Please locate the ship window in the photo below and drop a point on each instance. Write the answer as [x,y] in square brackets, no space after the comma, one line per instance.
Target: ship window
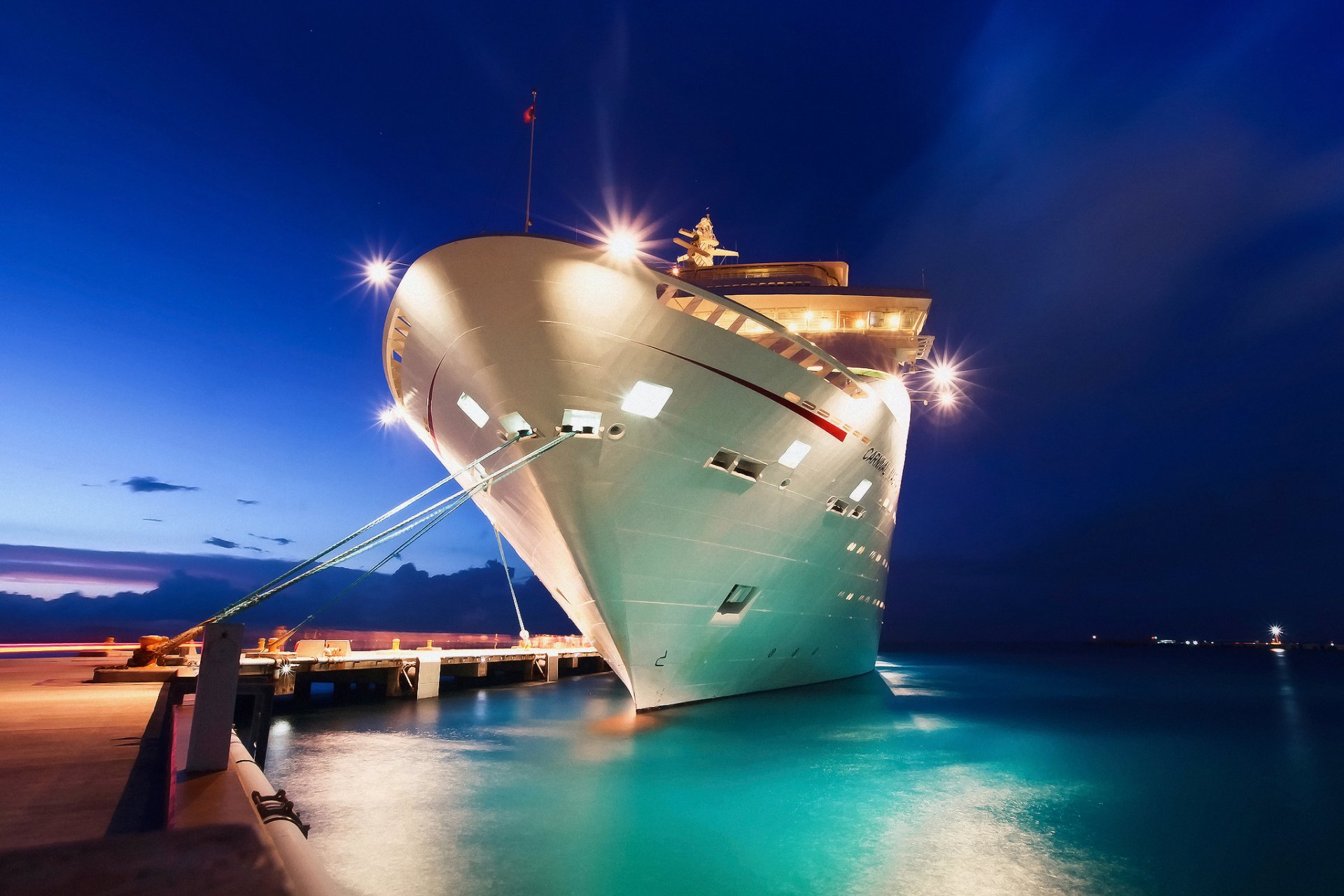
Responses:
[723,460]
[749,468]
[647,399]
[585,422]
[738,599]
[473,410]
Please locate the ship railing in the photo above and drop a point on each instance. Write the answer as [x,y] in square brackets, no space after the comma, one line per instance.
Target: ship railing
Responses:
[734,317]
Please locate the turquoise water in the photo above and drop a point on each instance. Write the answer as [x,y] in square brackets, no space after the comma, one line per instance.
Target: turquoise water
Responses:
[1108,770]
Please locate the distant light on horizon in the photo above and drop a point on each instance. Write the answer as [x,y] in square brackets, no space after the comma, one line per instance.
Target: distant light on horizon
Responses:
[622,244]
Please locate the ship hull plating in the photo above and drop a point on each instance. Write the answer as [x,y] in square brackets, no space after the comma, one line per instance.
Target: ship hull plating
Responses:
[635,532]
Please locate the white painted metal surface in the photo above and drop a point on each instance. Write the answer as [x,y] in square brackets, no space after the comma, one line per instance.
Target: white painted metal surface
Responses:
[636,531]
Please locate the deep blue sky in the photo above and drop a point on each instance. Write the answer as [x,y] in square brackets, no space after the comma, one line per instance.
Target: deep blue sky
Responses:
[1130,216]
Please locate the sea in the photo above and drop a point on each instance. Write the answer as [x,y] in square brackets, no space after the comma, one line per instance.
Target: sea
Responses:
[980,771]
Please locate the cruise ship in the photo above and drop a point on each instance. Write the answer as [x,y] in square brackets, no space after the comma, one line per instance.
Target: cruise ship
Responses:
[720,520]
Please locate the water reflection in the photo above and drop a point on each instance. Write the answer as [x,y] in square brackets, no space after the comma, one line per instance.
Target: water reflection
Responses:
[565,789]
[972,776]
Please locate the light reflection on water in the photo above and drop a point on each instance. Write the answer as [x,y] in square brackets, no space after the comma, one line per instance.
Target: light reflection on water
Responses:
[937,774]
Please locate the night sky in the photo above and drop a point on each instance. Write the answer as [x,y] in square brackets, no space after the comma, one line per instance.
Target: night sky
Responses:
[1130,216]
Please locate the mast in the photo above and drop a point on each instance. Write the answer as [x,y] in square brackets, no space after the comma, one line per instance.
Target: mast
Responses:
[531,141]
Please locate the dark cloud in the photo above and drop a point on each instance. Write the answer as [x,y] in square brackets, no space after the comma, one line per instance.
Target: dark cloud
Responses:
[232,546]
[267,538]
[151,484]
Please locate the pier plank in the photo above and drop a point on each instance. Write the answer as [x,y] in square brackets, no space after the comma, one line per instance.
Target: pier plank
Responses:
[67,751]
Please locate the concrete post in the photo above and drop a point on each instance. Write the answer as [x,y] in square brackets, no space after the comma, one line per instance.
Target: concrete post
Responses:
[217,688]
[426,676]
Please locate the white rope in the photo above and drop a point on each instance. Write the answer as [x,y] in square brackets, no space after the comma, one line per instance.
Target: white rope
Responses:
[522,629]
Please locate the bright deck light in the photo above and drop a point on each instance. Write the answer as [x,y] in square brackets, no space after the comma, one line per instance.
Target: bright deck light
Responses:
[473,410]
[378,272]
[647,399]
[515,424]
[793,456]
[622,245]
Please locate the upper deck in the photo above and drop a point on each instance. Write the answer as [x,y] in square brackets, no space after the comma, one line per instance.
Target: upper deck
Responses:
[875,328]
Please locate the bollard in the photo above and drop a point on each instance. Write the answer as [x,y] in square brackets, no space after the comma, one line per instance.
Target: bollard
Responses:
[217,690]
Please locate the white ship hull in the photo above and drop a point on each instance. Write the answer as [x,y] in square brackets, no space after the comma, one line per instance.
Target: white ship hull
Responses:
------------------------
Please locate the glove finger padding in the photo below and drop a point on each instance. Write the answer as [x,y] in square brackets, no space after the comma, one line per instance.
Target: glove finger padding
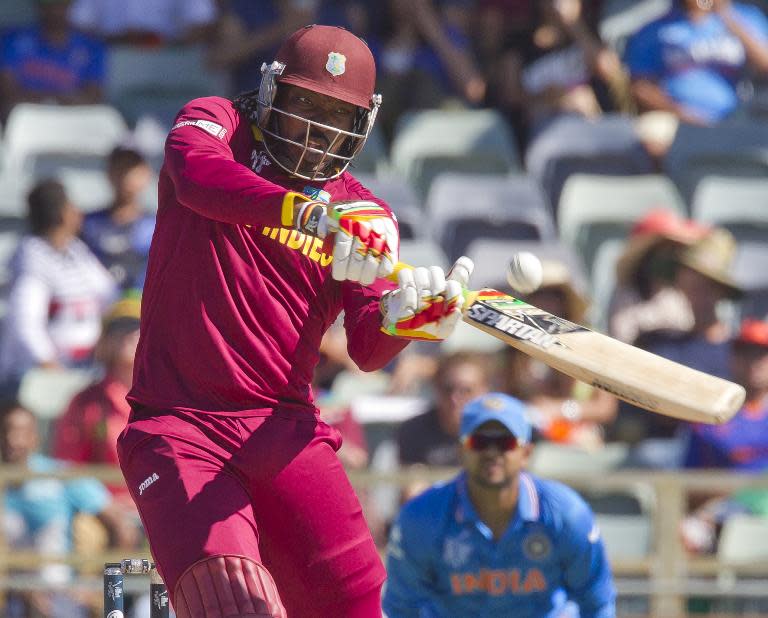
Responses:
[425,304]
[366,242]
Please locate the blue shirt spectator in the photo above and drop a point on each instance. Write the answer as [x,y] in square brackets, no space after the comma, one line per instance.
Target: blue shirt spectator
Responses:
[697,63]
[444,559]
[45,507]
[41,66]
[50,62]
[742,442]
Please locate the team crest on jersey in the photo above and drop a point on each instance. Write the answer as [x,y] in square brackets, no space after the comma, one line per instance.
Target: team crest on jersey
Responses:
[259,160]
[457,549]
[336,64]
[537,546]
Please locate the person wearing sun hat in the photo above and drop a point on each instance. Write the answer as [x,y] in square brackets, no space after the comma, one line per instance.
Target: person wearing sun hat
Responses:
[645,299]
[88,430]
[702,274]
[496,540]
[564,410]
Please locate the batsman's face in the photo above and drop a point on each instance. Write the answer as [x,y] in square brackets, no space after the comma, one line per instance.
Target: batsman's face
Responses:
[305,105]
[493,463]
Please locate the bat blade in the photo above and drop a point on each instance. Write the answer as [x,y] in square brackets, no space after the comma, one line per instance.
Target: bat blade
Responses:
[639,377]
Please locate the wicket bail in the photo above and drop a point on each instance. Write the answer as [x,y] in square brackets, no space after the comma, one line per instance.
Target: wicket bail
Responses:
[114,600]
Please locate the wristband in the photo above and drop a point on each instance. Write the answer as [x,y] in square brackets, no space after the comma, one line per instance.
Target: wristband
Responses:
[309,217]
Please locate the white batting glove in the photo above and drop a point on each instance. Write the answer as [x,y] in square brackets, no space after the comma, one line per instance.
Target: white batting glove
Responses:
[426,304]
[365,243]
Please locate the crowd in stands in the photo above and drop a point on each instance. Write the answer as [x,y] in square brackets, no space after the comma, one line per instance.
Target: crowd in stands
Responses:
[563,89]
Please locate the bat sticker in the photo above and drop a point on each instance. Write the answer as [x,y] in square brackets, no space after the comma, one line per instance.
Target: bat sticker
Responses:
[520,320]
------------------------
▶ [To do]: Return each line of the entries above that contains the word "distant", copied in full.

▶ [Reply]:
Please locate the distant light on horizon in the photo above and drop a point on each instance. Write the answer as [x,y] in square brackets, no space after the comma, one line per instance.
Target: distant light on horizon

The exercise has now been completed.